## GOAL OF THE EXERCISE
Every entry below is to be copied exactly, apart from any picture it holds.

## DATA PROVIDED
—————

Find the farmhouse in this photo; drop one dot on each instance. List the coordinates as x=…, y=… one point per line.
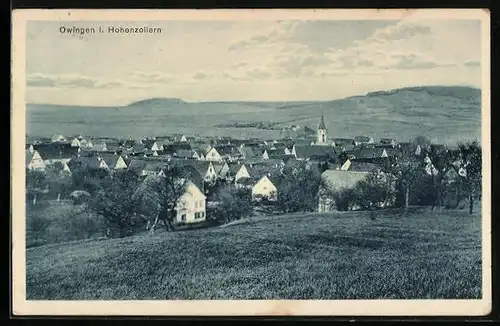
x=191, y=206
x=360, y=140
x=87, y=162
x=56, y=152
x=34, y=161
x=213, y=155
x=314, y=152
x=359, y=166
x=114, y=162
x=264, y=188
x=333, y=180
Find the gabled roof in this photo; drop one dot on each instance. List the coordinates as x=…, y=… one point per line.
x=367, y=152
x=362, y=139
x=137, y=165
x=343, y=179
x=175, y=147
x=56, y=151
x=110, y=159
x=29, y=157
x=183, y=153
x=310, y=151
x=322, y=124
x=227, y=150
x=248, y=153
x=129, y=143
x=361, y=166
x=89, y=162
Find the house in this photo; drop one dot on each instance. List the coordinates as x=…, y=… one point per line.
x=58, y=138
x=205, y=169
x=88, y=162
x=359, y=140
x=213, y=155
x=367, y=153
x=56, y=152
x=240, y=171
x=114, y=162
x=34, y=161
x=244, y=183
x=248, y=152
x=128, y=144
x=314, y=152
x=138, y=167
x=182, y=148
x=221, y=169
x=86, y=143
x=100, y=147
x=152, y=145
x=228, y=152
x=264, y=188
x=409, y=149
x=387, y=142
x=272, y=154
x=333, y=180
x=76, y=142
x=190, y=207
x=359, y=166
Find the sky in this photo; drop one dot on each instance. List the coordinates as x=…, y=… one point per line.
x=247, y=60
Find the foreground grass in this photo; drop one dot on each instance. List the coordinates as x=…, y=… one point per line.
x=300, y=256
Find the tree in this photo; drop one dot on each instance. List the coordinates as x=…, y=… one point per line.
x=115, y=202
x=233, y=204
x=372, y=191
x=471, y=170
x=158, y=196
x=36, y=184
x=407, y=172
x=298, y=191
x=438, y=164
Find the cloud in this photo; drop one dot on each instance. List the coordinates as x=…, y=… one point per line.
x=472, y=63
x=282, y=31
x=402, y=30
x=153, y=77
x=70, y=81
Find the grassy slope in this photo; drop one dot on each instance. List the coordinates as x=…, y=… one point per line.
x=302, y=256
x=444, y=114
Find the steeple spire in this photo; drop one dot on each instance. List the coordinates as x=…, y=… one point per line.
x=322, y=124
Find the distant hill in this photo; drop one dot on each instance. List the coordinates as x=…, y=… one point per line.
x=442, y=113
x=157, y=101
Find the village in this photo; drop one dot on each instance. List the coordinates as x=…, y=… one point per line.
x=334, y=166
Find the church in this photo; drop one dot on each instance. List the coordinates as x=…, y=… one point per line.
x=321, y=134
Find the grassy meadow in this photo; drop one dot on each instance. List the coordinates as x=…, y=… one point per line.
x=423, y=255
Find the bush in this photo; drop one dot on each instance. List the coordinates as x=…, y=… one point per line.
x=61, y=223
x=344, y=199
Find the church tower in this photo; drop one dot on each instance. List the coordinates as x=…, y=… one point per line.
x=321, y=134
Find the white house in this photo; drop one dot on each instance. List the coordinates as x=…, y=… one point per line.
x=264, y=188
x=242, y=173
x=75, y=142
x=336, y=180
x=190, y=207
x=34, y=161
x=213, y=156
x=114, y=162
x=58, y=138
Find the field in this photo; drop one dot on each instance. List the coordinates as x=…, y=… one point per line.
x=299, y=256
x=443, y=114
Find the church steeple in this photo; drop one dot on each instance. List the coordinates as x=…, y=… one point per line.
x=322, y=124
x=321, y=133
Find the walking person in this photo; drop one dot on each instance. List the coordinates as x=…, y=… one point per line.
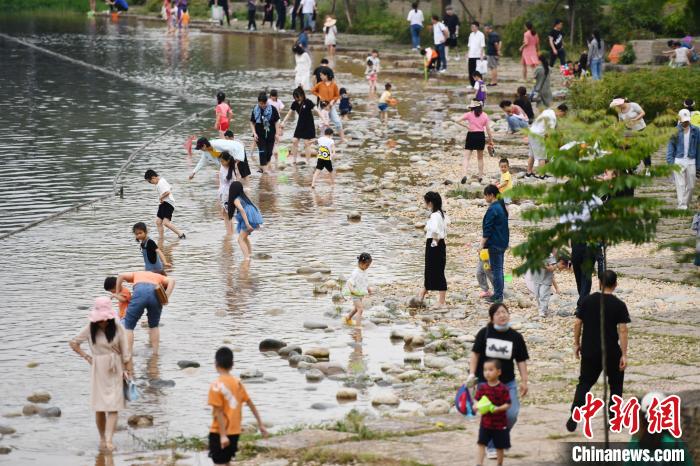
x=476, y=47
x=587, y=341
x=435, y=249
x=110, y=364
x=683, y=151
x=556, y=44
x=499, y=341
x=493, y=53
x=415, y=20
x=264, y=122
x=440, y=35
x=596, y=55
x=495, y=238
x=530, y=50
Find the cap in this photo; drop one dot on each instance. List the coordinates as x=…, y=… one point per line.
x=684, y=115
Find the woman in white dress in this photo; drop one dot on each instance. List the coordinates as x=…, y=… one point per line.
x=302, y=68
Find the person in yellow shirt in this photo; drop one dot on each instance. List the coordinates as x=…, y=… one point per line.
x=226, y=397
x=506, y=182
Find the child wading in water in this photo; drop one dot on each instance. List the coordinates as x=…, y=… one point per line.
x=358, y=287
x=326, y=152
x=153, y=258
x=164, y=216
x=226, y=397
x=494, y=424
x=248, y=217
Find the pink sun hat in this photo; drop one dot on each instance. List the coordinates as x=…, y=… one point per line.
x=102, y=310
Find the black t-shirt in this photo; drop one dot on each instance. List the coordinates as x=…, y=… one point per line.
x=491, y=40
x=506, y=346
x=451, y=21
x=589, y=312
x=557, y=38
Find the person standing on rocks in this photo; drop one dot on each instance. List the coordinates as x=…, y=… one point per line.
x=110, y=363
x=499, y=341
x=495, y=238
x=435, y=249
x=587, y=342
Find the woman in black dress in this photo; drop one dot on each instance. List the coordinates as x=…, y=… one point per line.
x=306, y=128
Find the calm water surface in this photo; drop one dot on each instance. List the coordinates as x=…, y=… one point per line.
x=67, y=130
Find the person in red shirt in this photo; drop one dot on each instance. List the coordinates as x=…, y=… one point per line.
x=494, y=423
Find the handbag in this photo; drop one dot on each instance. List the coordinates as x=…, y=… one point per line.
x=131, y=391
x=161, y=294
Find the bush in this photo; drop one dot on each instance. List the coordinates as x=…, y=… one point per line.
x=655, y=90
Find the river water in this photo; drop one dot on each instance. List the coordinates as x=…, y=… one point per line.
x=66, y=131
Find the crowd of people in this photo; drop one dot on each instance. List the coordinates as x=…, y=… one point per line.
x=498, y=348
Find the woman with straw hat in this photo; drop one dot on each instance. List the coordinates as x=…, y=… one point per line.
x=331, y=32
x=110, y=362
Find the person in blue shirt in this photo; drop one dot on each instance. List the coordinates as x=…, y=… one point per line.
x=495, y=237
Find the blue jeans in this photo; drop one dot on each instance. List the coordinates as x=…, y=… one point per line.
x=415, y=35
x=515, y=124
x=442, y=61
x=512, y=413
x=496, y=260
x=143, y=298
x=597, y=68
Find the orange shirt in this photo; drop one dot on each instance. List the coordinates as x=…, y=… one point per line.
x=149, y=277
x=228, y=394
x=326, y=92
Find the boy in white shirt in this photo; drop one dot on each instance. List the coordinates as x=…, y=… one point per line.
x=326, y=151
x=167, y=203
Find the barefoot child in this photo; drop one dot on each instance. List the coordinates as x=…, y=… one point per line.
x=164, y=216
x=494, y=424
x=153, y=258
x=358, y=287
x=326, y=152
x=248, y=217
x=226, y=397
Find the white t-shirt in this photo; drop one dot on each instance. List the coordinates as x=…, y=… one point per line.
x=546, y=120
x=233, y=147
x=307, y=6
x=415, y=17
x=476, y=44
x=163, y=187
x=439, y=30
x=634, y=111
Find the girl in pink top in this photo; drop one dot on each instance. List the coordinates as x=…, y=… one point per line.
x=223, y=114
x=530, y=49
x=479, y=126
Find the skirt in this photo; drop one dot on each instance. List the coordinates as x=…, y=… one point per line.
x=435, y=260
x=476, y=140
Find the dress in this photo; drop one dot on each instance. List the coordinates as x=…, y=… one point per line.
x=106, y=375
x=303, y=71
x=306, y=128
x=529, y=54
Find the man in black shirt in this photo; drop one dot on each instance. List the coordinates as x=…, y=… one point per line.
x=556, y=44
x=451, y=20
x=616, y=318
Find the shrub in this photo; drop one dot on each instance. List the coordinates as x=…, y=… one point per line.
x=656, y=90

—————

## RESULT BELOW
Find the farmhouse in this photo; drop one dot on each instance. List the coordinates as x=…, y=… one point per line.
x=191, y=206
x=360, y=140
x=87, y=162
x=56, y=152
x=34, y=161
x=213, y=155
x=314, y=152
x=359, y=166
x=114, y=162
x=264, y=188
x=333, y=180
Find the gabled roof in this photo; drop one dot on each instance. List the coordinates as x=…, y=… one point per line.
x=367, y=152
x=362, y=139
x=137, y=165
x=343, y=179
x=175, y=147
x=56, y=151
x=110, y=159
x=29, y=157
x=183, y=153
x=310, y=151
x=322, y=124
x=227, y=150
x=248, y=153
x=129, y=143
x=361, y=166
x=89, y=162
Find the house in this photo; drop one dot on each instance. List the coordinates as x=…, y=… one point per line.
x=58, y=138
x=205, y=169
x=88, y=162
x=359, y=140
x=213, y=155
x=367, y=153
x=56, y=152
x=240, y=171
x=114, y=162
x=34, y=161
x=244, y=183
x=248, y=152
x=128, y=144
x=314, y=152
x=138, y=167
x=182, y=148
x=221, y=169
x=86, y=143
x=100, y=147
x=152, y=145
x=228, y=152
x=264, y=188
x=409, y=149
x=387, y=142
x=272, y=154
x=333, y=180
x=76, y=142
x=190, y=207
x=359, y=166
Find the sky in this photo; drop one dot on each instance. List the coordinates as x=…, y=… one point per line.
x=247, y=60
Find the foreground grass in this photo; drop one dot on each instance. List the coordinates as x=…, y=… one point per line.
x=300, y=256
Find the tree in this photo; drop one dot on each instance. List the coordinates as x=…, y=… one point per line.
x=115, y=202
x=233, y=204
x=372, y=191
x=471, y=170
x=158, y=196
x=36, y=184
x=407, y=172
x=298, y=191
x=438, y=164
Find the cloud in this photo; drop one dot on each instance. List the coordinates as x=…, y=… one point per line.
x=472, y=63
x=282, y=31
x=402, y=30
x=153, y=77
x=70, y=81
Find the grassy slope in this photo; drop one dot on each instance. List the coordinates as x=…, y=… one point per line.
x=302, y=256
x=444, y=114
Find the steeple spire in this photo; drop one dot on each instance. List the coordinates as x=…, y=… one point per line.
x=322, y=124
Find the distant hill in this photo; drop one dot on each instance. List the coordinates as x=…, y=… one point per line.
x=442, y=113
x=157, y=101
Find the village in this photo; drop one dot on each instance. List the coordinates as x=…, y=… one point per line.
x=334, y=166
Find the church in this photo; drop one dot on each instance. List the coordinates as x=…, y=… one point per line.
x=321, y=134
Find the grassy meadow in this photo; drop one dot on each instance. List the coordinates as x=…, y=… one point per line.
x=423, y=255
Find the bush in this photo; drop one dot on each instance. List the coordinates as x=…, y=… one point per line.
x=61, y=223
x=344, y=199
Find the church tower in this photo; drop one dot on each instance. List the coordinates as x=…, y=… one point per line.
x=321, y=134
Find the white house in this photo; drop one dot on each instance. List the coordinates as x=…, y=… one point per line.
x=264, y=188
x=242, y=173
x=75, y=142
x=336, y=180
x=190, y=207
x=34, y=161
x=213, y=156
x=114, y=162
x=58, y=138
Find the field in this photo; drop one dot on each instance. List the coordinates as x=…, y=… one point per line.
x=299, y=256
x=443, y=114
Find the church steeple in this photo; drop one dot on each instance. List the coordinates as x=…, y=… one point per line.
x=322, y=124
x=321, y=133
Find the walking person in this photo; drop one dot on each instance. List the coordinates as x=…, y=… one point per line.
x=476, y=47
x=587, y=341
x=435, y=249
x=110, y=364
x=683, y=151
x=556, y=44
x=499, y=341
x=493, y=53
x=415, y=20
x=264, y=122
x=440, y=35
x=596, y=55
x=495, y=238
x=530, y=50
Find the cap in this photo; drop one dot on each instance. List the coordinates as x=…, y=… one point per line.
x=684, y=115
Find the woman in white dress in this photo; drop one dot on each instance. List the coordinates as x=…, y=… one point per line.
x=302, y=68
Find the person in yellow shirt in this photo; drop one dot on each instance. List the coordinates as x=…, y=… one point per line.
x=226, y=397
x=506, y=182
Find the child wading in water in this photo; drop one dot on each instance. List the coordinates as x=…, y=… one point per line.
x=358, y=287
x=326, y=152
x=153, y=258
x=164, y=216
x=226, y=397
x=494, y=424
x=248, y=217
Find the pink sun hat in this photo; drop one dot on each instance. List the coordinates as x=…, y=… one point per line.
x=102, y=310
Find the black t-shirt in this photo; drop one dot on each instance. List the coordinates as x=…, y=… one point per line.
x=491, y=40
x=506, y=346
x=451, y=21
x=589, y=312
x=557, y=38
Find the person standing on rocks in this photo; drop one dot on each instance. List the coordinates as x=…, y=… one point per line.
x=110, y=363
x=499, y=341
x=495, y=238
x=435, y=249
x=587, y=342
Find the woman in black dress in this photo; drop one dot on each instance. List the coordinates as x=…, y=… one point per line.
x=306, y=128
Find the calm water surface in this photo; drop one dot on each instance. List the coordinates as x=…, y=… one point per line.
x=67, y=130
Find the person in red shirt in this photo; drop one dot on each instance. List the coordinates as x=…, y=… one point per line.
x=494, y=423
Find the handbag in this photo; drop one dot on each instance. List the coordinates as x=…, y=… one point per line.
x=131, y=391
x=161, y=294
Find the bush in this photo; drop one dot on each instance. List the coordinates as x=…, y=… one point per line.
x=655, y=90
Find the river water in this photo; drop one dot on each instance. List the coordinates as x=…, y=… one point per line.
x=66, y=131
Find the crowd of people in this photo; drop one dot on each instance. List the coordinates as x=…, y=… one point per line.
x=498, y=348
Find the woman with straw hat in this photo; drop one dot on each instance. List the coordinates as x=…, y=… one point per line.
x=331, y=32
x=110, y=362
Find the person in blue shirt in this photo; drop one dot on each instance. List the coordinates as x=…, y=… one point per line.
x=495, y=237
Find the blue jeans in this photo; drop one dot on each instance. List the coordinates as x=…, y=… one point per line.
x=415, y=35
x=515, y=124
x=442, y=61
x=512, y=413
x=496, y=260
x=143, y=298
x=597, y=68
Find the orange shirt in this photo; drop one dot on each instance. List the coordinates as x=…, y=… one point per line.
x=149, y=277
x=228, y=394
x=326, y=92
Find the boy in white shirt in this photo; drop one dot on each instance. List the coordinates as x=…, y=… one point per line.
x=326, y=151
x=167, y=203
Find the barefoot child in this photo; drop one dot on each instance. List the coordinates as x=…, y=… one point per line.
x=164, y=216
x=494, y=424
x=153, y=258
x=358, y=287
x=326, y=152
x=248, y=217
x=226, y=397
Find the white t-shirt in this photo; drop one dot on each instance. List the coordinates as x=…, y=… one point per line.
x=546, y=120
x=233, y=147
x=307, y=6
x=415, y=17
x=476, y=44
x=163, y=187
x=439, y=30
x=634, y=111
Find the girl in pink top in this photo; drop one dot on each instance. List the coordinates as x=…, y=… one point per line.
x=223, y=114
x=530, y=49
x=479, y=126
Find the skirt in this photo; drop one dot on each instance. List the coordinates as x=…, y=… one point per line.
x=435, y=260
x=476, y=140
Find the dress in this photo; drop one dot on each instance. List the coordinates as x=…, y=… one point per line.
x=106, y=375
x=303, y=71
x=306, y=128
x=529, y=54
Find the man in black shirt in this photo; drop one dot on each instance. List the coordinates as x=…, y=… one point per line.
x=556, y=44
x=451, y=20
x=616, y=318
Find the shrub in this photo; drop one dot on each instance. List the coordinates as x=…, y=… one point per line.
x=656, y=90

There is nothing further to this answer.